» Work instruction A:
In the passage about the storm, rewrite the stretch from "He found Cooper, 19, with" through "branches surrounded him.", putting "tree limbs" in place of "tree branches".
» Work instruction B:
According to the passage about the storm, how long did Portnoy and the others go without any response from 911?
» Work instruction C:
Extend the passage about the storm, picking up after its final sentence.

» Study text:

============

He found Cooper, 19, with his eyes wide open but unresponsive. He was lying on his side. His arm was tucked beneath a downed power line and fallen telephone lines and tree branches surrounded him.

Portnoy started to call 911, but Cooper’s failure to react and lack of pulse alarmed him. He pulled Cooper off the wire and immediately started chest compressions. And he started shouting for help.

Several people came out of their homes and frantically began dialing 911 but couldn’t get through. Cooper’s friends, drawn by the web of teenagers’ text messages, suddenly appeared.

As Portnoy and others desperately tried to save Cooper, there would be no response from 911 for almost 30 minutes.

Hours after Cooper’s funeral service Thursday, the Fairfax County medical examiner said he died of electrocution, the county’s third victim of the derecho.

There’s no way to tell whether Cooper might have survived had emergency responders arrived earlier. What is known is that 911 call centers in Northern Virginia that night were swamped. The storm had struck with only a few hours of warning and it was far more severe than anyone expected and lasted longer as well.

Power lines fell across the region, as did telephone lines. Cellphone coverage was unreliable. Water treatment plants couldn’t filter water. Roads were blocked, and hospitals switched to emergency generator power.

============

» Listed entries:

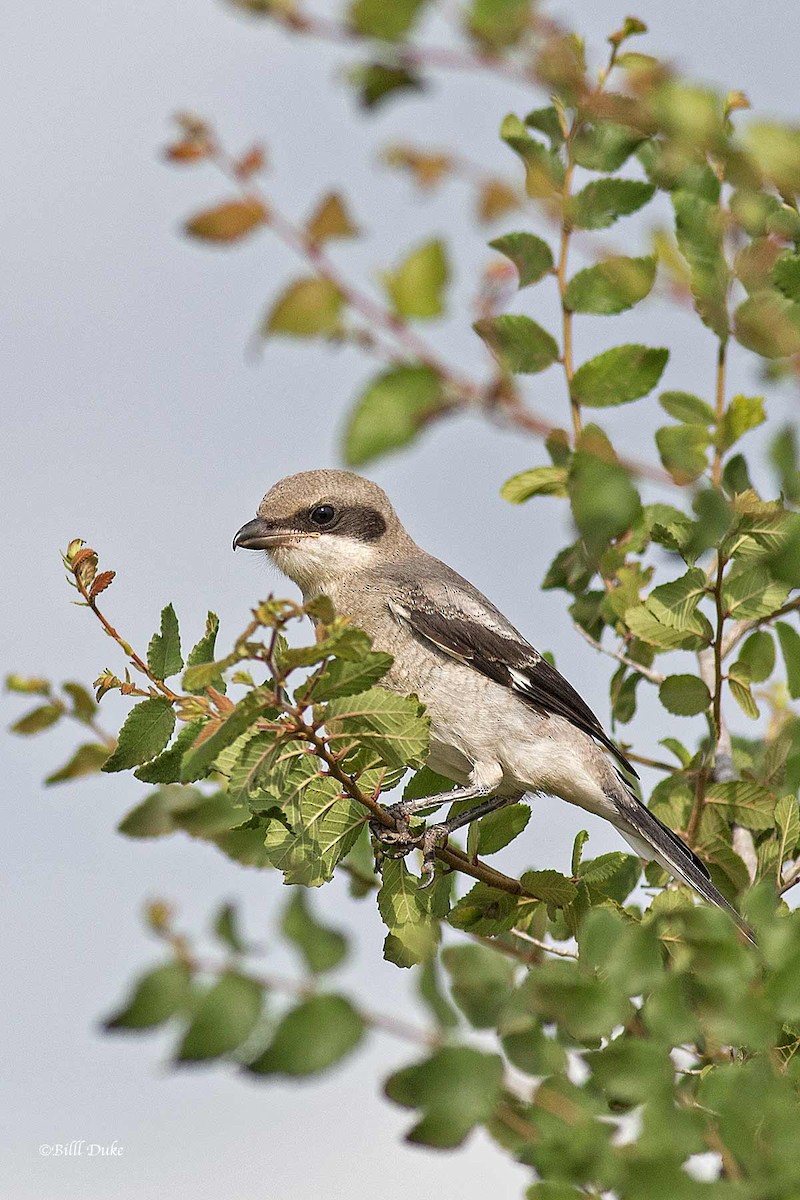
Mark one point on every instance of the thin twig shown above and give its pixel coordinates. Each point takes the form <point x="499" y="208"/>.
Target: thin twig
<point x="647" y="672"/>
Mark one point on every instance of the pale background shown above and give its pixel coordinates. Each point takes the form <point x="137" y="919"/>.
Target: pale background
<point x="134" y="419"/>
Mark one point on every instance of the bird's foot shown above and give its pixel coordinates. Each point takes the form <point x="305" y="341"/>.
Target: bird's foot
<point x="400" y="840"/>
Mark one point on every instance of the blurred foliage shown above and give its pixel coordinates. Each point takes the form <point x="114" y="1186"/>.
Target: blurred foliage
<point x="623" y="1051"/>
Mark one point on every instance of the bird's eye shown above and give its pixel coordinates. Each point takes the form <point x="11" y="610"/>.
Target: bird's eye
<point x="323" y="515"/>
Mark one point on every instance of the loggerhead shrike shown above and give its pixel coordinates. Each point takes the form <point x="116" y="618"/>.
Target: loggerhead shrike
<point x="504" y="723"/>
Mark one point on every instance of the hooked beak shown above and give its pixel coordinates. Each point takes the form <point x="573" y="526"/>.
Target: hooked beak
<point x="259" y="534"/>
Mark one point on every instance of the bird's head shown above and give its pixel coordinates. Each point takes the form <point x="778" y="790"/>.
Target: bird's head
<point x="322" y="526"/>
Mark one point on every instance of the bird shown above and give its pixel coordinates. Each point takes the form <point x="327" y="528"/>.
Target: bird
<point x="504" y="721"/>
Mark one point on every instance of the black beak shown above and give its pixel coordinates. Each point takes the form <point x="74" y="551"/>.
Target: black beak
<point x="258" y="534"/>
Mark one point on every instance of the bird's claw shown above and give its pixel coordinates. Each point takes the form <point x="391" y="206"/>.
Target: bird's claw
<point x="397" y="841"/>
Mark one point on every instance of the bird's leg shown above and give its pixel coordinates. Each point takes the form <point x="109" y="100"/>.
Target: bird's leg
<point x="435" y="837"/>
<point x="400" y="838"/>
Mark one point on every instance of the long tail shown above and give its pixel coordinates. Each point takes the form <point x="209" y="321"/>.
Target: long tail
<point x="650" y="838"/>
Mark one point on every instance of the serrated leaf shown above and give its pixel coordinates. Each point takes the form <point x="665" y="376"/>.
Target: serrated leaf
<point x="687" y="408"/>
<point x="330" y="220"/>
<point x="683" y="450"/>
<point x="409" y="916"/>
<point x="751" y="593"/>
<point x="156" y="996"/>
<point x="531" y="256"/>
<point x="203" y="652"/>
<point x="789" y="641"/>
<point x="480" y="981"/>
<point x="374" y="18"/>
<point x="146" y="730"/>
<point x="787" y="819"/>
<point x="769" y="324"/>
<point x="744" y="802"/>
<point x="227" y="222"/>
<point x="391" y="412"/>
<point x="455" y="1089"/>
<point x="37" y="720"/>
<point x="86" y="760"/>
<point x="224" y="1017"/>
<point x="536" y="481"/>
<point x="684" y="695"/>
<point x="391" y="725"/>
<point x="518" y="343"/>
<point x="307" y="307"/>
<point x="602" y="202"/>
<point x="612" y="286"/>
<point x="495" y="831"/>
<point x="744" y="413"/>
<point x="164" y="649"/>
<point x="311" y="1038"/>
<point x="619" y="376"/>
<point x="322" y="947"/>
<point x="758" y="655"/>
<point x="549" y="886"/>
<point x="416" y="286"/>
<point x="699" y="233"/>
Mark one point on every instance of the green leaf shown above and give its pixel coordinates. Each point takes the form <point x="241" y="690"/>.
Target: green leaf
<point x="536" y="481"/>
<point x="786" y="276"/>
<point x="497" y="24"/>
<point x="744" y="413"/>
<point x="343" y="677"/>
<point x="224" y="1018"/>
<point x="374" y="18"/>
<point x="758" y="655"/>
<point x="307" y="307"/>
<point x="684" y="695"/>
<point x="86" y="760"/>
<point x="408" y="915"/>
<point x="311" y="1038"/>
<point x="416" y="286"/>
<point x="769" y="324"/>
<point x="485" y="911"/>
<point x="750" y="593"/>
<point x="549" y="886"/>
<point x="499" y="828"/>
<point x="167" y="767"/>
<point x="146" y="730"/>
<point x="602" y="202"/>
<point x="391" y="412"/>
<point x="619" y="376"/>
<point x="612" y="286"/>
<point x="391" y="725"/>
<point x="518" y="343"/>
<point x="744" y="802"/>
<point x="164" y="651"/>
<point x="322" y="947"/>
<point x="787" y="819"/>
<point x="376" y="82"/>
<point x="203" y="652"/>
<point x="687" y="408"/>
<point x="699" y="233"/>
<point x="226" y="929"/>
<point x="455" y="1089"/>
<point x="156" y="996"/>
<point x="789" y="641"/>
<point x="605" y="502"/>
<point x="683" y="450"/>
<point x="37" y="720"/>
<point x="531" y="256"/>
<point x="480" y="981"/>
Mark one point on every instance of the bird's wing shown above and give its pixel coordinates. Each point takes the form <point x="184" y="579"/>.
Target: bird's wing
<point x="464" y="625"/>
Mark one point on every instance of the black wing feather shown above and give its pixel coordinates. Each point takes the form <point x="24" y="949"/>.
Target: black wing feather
<point x="513" y="664"/>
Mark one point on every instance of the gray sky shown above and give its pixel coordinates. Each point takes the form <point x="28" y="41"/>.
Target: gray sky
<point x="136" y="420"/>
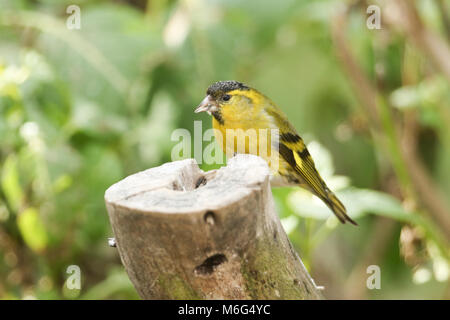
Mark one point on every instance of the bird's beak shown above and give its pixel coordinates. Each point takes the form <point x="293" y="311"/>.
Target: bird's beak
<point x="206" y="105"/>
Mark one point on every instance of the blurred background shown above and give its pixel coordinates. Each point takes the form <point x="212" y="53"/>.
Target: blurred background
<point x="81" y="109"/>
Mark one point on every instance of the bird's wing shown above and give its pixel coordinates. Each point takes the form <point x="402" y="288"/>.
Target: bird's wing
<point x="293" y="150"/>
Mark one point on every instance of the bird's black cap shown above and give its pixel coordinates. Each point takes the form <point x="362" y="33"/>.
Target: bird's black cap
<point x="225" y="86"/>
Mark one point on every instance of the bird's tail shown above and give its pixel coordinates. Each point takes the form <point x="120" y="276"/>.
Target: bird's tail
<point x="337" y="207"/>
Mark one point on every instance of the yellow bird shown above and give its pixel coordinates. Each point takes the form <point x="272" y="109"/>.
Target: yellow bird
<point x="238" y="108"/>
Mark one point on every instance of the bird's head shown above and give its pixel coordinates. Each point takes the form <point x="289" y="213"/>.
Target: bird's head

============

» Task response A:
He found Cooper, 19, with his eyes wide open but unresponsive. He was lying on his side. His arm was tucked beneath a downed power line and fallen telephone lines and tree limbs surrounded him.

» Task response B:
Almost 30 minutes.

» Task response C:
Falls Church contracts out its fire and rescue services to Arlington County, which also staffs the city’s firehouses. Because Falls Church also abuts Fairfax County, sometimes emergency calls will go there as well.

Someone called Arlington’s 911 center shortly after the storm hit to report an electric wire had come down on Haycock Road, landing on top of an unoccupied car. Because it wasn’t life-
threatening and there was no fire, Arlington passed the request on to Fairfax at 10:44 p.m., asking for assistance.

That night, the Arlington 911 center received 518 calls between 10 p.m. and 3 a.m., more than six times the volume of a normal Friday night, officials said. The far larger Fairfax County fielded 824 calls between 10:30 p.m. and 2 a.m., a 415 percent increase from normal. Both call centers were fully staffed but, at that point, neither department knew that anyone on Haycock Road was injured.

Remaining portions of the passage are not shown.